-- WHAT TO PRODUCE --
Switch "disc" to "circle" wherever it appears in the records, from the first line through the line containing "[[316, 207]]", and return those lines with everything else unchanged.

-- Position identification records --

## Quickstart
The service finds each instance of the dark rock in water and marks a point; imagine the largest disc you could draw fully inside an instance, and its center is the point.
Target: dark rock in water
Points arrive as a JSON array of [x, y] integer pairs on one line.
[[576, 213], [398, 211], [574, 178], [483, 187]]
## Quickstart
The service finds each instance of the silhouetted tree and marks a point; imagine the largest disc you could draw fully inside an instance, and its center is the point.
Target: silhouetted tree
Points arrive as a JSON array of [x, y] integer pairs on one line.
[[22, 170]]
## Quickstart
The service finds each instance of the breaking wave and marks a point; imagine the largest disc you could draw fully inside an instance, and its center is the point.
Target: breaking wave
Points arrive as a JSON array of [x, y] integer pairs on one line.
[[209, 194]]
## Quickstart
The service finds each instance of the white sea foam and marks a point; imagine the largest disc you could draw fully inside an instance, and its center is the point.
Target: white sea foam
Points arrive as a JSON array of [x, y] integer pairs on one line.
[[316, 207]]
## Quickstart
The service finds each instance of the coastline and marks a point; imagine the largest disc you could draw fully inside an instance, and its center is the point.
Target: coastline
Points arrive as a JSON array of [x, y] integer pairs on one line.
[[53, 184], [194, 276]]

-- RESULT BELOW --
## Quickstart
The service finds each instance of the dark rock in water and marks a point; imagine the largest circle you could draw fully inside an instance, and its center is the point.
Target: dark rock in water
Points arrive as a JSON array of [x, y] integer pairs on one line.
[[576, 213], [398, 211], [574, 178], [483, 187]]
## Quickstart
The service finds each instance of the silhouetted tree and marks a point; imagine the largest circle you could draw fully inside an instance, and its center is the point.
Target: silhouetted tree
Points arrive as a JSON array of [x, y] integer pairs on one line.
[[22, 170]]
## Quickstart
The service finds each instance of the breaking wave and marks a point; imagine the largest circle you could draw fully inside an instance, and its center is the point.
Target: breaking wave
Points arrive as a JSON array of [x, y] integer pairs on one line.
[[209, 194]]
## Quickstart
The service finds each instance of the white sea foam and marks a point; imagine the largest circle you could draw fully inside an instance, and its center is the point.
Target: white sea foam
Points arrive as a JSON array of [x, y] integer pairs on one line.
[[316, 207]]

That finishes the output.